REQUIREMENT: Using the material that follows, output exactly the lines from the one containing "493L261 482L205 492L268" through the one containing "positive clicks: (292, 499)", with both ends kept.

RECORDS TO PROCESS:

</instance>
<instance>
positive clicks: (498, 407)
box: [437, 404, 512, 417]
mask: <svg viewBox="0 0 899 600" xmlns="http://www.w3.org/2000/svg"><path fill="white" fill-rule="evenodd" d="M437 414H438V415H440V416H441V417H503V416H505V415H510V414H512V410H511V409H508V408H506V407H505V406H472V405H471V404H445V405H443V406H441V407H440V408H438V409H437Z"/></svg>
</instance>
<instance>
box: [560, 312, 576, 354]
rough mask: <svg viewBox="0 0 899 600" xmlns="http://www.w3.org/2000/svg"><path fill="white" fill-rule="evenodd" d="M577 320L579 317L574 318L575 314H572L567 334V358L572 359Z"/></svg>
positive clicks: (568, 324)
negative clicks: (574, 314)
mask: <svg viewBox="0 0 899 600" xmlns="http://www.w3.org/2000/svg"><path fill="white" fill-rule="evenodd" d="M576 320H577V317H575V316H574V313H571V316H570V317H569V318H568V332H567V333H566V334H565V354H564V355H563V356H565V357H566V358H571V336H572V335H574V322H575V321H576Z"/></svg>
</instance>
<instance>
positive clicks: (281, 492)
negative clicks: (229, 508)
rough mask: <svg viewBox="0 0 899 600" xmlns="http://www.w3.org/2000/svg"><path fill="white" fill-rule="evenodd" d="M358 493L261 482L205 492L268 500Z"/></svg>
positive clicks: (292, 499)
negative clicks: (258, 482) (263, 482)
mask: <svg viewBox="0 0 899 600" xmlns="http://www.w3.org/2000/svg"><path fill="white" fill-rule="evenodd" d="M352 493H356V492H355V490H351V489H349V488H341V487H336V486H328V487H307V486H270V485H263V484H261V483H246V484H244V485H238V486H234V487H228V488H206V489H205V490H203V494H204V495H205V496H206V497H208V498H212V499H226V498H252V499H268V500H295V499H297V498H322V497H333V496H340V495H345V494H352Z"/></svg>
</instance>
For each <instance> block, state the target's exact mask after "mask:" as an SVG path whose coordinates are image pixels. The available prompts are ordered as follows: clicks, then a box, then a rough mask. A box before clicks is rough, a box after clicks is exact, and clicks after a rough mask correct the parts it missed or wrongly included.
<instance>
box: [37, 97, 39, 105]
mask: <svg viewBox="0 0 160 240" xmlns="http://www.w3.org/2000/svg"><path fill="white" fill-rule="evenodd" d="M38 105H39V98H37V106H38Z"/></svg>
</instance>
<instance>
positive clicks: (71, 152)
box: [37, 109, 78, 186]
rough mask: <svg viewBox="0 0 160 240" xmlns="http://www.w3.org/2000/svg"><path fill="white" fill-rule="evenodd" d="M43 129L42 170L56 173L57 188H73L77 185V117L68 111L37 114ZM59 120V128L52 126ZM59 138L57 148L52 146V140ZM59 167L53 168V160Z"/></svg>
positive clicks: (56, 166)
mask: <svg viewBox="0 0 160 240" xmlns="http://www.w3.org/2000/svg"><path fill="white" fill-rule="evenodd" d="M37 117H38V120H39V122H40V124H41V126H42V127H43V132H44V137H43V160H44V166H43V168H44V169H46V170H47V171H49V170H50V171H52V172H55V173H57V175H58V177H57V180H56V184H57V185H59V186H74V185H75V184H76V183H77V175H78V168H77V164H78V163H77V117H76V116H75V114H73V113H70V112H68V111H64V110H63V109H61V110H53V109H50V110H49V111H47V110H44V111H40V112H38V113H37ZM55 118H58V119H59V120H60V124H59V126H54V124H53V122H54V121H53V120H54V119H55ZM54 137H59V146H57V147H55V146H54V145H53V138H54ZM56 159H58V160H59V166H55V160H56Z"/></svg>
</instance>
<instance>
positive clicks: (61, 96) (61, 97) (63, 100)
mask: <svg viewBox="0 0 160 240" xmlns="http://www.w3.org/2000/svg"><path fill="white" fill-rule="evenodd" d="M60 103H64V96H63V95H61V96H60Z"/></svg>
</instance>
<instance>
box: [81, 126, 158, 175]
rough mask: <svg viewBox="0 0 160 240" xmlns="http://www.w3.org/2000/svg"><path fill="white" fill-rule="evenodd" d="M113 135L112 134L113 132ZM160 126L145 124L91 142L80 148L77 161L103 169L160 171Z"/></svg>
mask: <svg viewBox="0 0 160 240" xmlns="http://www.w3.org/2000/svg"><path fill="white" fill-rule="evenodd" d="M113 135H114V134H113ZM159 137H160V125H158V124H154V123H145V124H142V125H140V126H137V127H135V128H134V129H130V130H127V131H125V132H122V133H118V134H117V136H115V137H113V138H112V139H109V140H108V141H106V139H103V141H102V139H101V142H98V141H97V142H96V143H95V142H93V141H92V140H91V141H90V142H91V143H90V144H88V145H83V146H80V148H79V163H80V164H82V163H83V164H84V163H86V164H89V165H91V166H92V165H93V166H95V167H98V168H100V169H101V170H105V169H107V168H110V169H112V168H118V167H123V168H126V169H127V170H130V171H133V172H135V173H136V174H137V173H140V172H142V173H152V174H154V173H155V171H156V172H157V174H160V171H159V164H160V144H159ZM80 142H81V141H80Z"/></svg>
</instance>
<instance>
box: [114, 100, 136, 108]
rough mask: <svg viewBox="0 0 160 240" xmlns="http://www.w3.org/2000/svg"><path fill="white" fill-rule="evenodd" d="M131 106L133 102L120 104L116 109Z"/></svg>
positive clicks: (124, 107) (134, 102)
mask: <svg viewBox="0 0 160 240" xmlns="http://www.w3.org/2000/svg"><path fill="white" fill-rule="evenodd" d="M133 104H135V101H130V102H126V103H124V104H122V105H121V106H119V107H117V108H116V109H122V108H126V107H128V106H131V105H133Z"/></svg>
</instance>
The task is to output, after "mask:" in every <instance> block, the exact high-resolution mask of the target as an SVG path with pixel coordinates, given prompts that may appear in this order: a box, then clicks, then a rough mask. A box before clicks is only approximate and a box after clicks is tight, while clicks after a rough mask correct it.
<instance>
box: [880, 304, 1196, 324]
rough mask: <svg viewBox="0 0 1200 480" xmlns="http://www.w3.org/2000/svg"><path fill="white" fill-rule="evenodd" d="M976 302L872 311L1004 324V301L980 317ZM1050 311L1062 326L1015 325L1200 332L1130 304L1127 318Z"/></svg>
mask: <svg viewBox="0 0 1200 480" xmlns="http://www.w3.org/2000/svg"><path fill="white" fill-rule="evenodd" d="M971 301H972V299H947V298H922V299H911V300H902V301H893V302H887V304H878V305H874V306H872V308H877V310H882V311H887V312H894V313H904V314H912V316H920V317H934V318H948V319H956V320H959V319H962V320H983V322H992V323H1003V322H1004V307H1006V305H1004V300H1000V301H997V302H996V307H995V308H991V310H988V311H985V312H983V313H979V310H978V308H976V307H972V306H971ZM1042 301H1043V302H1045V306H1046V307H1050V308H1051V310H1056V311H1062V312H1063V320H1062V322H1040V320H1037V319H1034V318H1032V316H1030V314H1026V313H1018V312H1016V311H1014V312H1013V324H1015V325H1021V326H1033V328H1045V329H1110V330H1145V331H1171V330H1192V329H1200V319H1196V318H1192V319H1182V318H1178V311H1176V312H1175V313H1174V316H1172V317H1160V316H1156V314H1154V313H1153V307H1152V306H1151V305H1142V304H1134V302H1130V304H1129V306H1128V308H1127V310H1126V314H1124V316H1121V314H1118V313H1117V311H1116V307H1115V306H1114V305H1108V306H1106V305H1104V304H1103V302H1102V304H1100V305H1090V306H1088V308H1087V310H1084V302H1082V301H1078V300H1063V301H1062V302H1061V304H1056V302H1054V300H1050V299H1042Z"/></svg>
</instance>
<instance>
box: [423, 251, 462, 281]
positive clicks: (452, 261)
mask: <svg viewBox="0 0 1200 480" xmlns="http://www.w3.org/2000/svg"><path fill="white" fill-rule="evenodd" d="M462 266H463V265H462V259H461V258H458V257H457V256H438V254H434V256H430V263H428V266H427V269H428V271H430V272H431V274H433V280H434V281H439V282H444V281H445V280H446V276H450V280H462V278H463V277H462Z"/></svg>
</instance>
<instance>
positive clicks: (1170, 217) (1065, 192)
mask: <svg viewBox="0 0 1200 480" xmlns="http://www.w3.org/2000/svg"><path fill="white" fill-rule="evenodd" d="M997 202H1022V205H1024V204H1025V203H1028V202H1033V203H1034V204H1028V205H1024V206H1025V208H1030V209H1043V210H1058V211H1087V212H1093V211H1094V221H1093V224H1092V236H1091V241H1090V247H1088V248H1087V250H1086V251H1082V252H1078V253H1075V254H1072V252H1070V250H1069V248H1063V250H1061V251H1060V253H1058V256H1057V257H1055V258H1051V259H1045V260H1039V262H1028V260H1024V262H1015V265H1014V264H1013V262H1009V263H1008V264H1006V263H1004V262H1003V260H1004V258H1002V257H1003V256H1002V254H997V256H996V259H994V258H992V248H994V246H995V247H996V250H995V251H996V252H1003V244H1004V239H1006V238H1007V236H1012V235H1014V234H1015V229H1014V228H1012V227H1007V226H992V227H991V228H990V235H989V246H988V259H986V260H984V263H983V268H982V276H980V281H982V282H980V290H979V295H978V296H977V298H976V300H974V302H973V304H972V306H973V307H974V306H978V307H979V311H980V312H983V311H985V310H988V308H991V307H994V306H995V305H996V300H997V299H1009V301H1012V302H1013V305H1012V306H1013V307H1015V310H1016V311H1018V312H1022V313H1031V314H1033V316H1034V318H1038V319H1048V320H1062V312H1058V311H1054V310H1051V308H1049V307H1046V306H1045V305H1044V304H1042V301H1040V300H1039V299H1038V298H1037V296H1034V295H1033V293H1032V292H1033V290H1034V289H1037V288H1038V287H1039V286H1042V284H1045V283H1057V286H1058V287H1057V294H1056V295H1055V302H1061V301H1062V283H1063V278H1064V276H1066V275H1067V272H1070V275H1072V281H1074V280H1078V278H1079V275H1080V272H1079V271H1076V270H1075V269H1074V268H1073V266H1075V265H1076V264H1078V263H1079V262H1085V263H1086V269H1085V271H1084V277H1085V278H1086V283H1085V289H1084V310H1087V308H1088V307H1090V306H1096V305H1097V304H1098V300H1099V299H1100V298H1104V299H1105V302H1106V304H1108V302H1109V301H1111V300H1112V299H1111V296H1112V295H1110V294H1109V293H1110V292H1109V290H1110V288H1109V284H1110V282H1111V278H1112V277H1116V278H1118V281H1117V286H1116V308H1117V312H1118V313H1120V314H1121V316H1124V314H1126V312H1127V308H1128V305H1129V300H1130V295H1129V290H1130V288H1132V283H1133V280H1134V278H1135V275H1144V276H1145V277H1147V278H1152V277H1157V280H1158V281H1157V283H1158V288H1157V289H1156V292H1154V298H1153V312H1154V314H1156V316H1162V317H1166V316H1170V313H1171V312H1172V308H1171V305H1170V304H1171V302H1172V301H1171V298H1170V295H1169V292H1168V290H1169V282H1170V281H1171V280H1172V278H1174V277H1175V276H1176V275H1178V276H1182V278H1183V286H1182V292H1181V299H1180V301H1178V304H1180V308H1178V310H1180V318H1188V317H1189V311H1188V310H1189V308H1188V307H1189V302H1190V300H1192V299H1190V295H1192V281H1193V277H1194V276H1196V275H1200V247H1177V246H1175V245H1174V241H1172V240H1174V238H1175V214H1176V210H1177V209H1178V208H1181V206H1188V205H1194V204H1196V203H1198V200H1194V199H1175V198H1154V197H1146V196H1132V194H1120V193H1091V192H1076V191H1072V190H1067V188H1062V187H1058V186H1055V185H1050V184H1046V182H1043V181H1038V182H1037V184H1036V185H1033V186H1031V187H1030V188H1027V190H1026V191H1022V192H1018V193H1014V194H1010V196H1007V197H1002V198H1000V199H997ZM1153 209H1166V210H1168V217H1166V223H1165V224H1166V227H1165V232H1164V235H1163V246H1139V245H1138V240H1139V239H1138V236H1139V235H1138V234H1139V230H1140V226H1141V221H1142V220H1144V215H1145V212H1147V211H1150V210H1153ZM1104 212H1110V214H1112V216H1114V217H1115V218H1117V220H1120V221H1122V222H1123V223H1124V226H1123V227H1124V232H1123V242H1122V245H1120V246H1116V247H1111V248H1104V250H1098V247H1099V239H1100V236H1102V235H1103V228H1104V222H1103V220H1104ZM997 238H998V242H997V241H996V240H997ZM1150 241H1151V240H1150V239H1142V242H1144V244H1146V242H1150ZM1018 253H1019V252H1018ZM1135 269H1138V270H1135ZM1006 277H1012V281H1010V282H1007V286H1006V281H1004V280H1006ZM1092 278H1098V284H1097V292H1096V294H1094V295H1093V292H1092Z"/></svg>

RESULT:
rough mask: <svg viewBox="0 0 899 600" xmlns="http://www.w3.org/2000/svg"><path fill="white" fill-rule="evenodd" d="M358 493L261 482L205 492L268 500Z"/></svg>
positive clicks: (292, 499)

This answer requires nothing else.